▶ What the task asks
Repeat every record exactly as given.

▶ Given information
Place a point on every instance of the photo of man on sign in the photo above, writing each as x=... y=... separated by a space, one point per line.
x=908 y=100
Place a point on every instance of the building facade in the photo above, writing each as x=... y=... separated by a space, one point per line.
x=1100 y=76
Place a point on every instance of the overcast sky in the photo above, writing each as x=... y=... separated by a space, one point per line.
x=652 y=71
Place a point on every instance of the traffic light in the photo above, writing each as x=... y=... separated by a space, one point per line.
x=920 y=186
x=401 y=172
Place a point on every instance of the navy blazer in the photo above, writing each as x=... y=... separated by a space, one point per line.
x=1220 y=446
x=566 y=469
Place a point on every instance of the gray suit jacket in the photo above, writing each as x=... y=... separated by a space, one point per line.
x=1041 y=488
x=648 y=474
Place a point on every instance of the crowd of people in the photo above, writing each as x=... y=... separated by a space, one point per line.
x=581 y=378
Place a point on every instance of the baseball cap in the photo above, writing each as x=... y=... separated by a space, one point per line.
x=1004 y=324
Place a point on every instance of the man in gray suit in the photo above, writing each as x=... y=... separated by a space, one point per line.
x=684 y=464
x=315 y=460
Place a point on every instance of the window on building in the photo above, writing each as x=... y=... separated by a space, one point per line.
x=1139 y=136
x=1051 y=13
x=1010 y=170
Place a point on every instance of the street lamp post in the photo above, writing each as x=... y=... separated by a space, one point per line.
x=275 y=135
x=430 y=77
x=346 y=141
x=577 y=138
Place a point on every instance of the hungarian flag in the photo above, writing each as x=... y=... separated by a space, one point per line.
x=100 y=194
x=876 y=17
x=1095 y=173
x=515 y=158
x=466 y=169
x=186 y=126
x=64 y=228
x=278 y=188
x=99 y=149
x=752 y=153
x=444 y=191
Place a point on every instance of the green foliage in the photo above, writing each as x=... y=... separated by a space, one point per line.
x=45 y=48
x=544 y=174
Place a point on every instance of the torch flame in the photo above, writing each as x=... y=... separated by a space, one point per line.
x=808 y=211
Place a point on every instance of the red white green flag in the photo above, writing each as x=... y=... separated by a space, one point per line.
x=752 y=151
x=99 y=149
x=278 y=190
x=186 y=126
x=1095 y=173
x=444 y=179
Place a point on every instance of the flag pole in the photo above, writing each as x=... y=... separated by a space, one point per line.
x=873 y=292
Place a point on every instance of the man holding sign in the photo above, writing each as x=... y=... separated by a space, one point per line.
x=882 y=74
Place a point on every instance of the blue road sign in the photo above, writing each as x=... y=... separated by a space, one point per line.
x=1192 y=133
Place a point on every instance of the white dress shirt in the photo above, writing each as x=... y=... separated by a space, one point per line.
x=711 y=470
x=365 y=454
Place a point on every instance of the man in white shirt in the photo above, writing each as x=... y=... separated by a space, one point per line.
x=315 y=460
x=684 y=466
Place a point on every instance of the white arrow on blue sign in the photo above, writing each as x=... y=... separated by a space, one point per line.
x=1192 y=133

▶ Answer for this exercise
Place a point on every instance of the photo of man on sign in the photo above, writing each as x=... y=... separated by a space, one point per line.
x=908 y=100
Place a point on every instance of the building facade in the photo above, writing each as x=... y=... separated by a space, one point per line.
x=1100 y=76
Place a point on every instance of the overcast sky in the photo above, writing each as x=... y=... separated by a space, one point per line.
x=652 y=71
Place a point on every instance of the traffic light in the photo above, writing each as x=... y=... separated by a space, one point per line.
x=920 y=186
x=401 y=172
Place a point on every instance of the navy blazer in the photo above, writing each as x=... y=... separated by a space, one point per line.
x=1220 y=446
x=566 y=469
Place a point on every instance of the gray suit jacket in the photo above, writing each as x=... y=... separated by a space, one point per line.
x=1041 y=488
x=648 y=474
Place a point on every instance of the crowd of people in the photo above, writing each as x=... y=... separated by a space, one point per line.
x=581 y=378
Place a point on every instance of the baseball cap in the photo above, writing each as x=... y=... separated by a space, one point per line.
x=1004 y=324
Place a point on every instance of the man in gray suit in the photo above, writing each as x=... y=... separated by a space, one point per line.
x=684 y=464
x=315 y=460
Place a point on every instance of the window on building in the photo above, writing each as x=... y=... separated by a space, one point per line.
x=1139 y=136
x=1051 y=13
x=1010 y=170
Place a point on every instance of the street lamp post in the photo above, writing each as x=... y=... separated by a space, one point per line.
x=275 y=135
x=430 y=77
x=346 y=141
x=577 y=138
Place a point on every instance of the hungarian flag in the photo above, writing each as x=... y=... separated by a space, one point per line.
x=100 y=194
x=876 y=17
x=1095 y=173
x=515 y=158
x=466 y=169
x=186 y=126
x=64 y=228
x=278 y=188
x=99 y=149
x=752 y=153
x=444 y=191
Place a point on every instance of the green foliage in the photo above, writing each as x=... y=... separated by a space, one point per line.
x=45 y=48
x=544 y=174
Place a point on every instance of the torch flame in the photo above, writing each as x=... y=... separated by a space, one point per line.
x=808 y=211
Place a point on every instance of the red white green flag in the photo above, writing each as x=... y=... separated by a space, one point per line.
x=752 y=151
x=99 y=149
x=278 y=190
x=186 y=126
x=1095 y=173
x=444 y=179
Place a point on every instance of the flag pole in the photo above, writing each as x=... y=... separated by a space, one point per line.
x=873 y=292
Place a point on every instance of the man holding sign in the photo above, writing each as x=... y=... separated by a space, one point per line.
x=882 y=74
Place a point on every instance of the blue road sign in the photo above, writing each as x=... y=... separated by a space, one point per line.
x=1192 y=133
Place a point on every instance of the white dress shirt in the photo above, writing each as x=... y=... separated by a space, one point per line.
x=711 y=470
x=365 y=454
Place a point on every instance of the man in white shirt in the photo above, writing each as x=... y=... separated by a space, one point per line.
x=315 y=460
x=684 y=466
Place a point on every instance of the white arrow on blue sign in the photo above, writing each as x=... y=... separated by a space, one point per line.
x=1192 y=133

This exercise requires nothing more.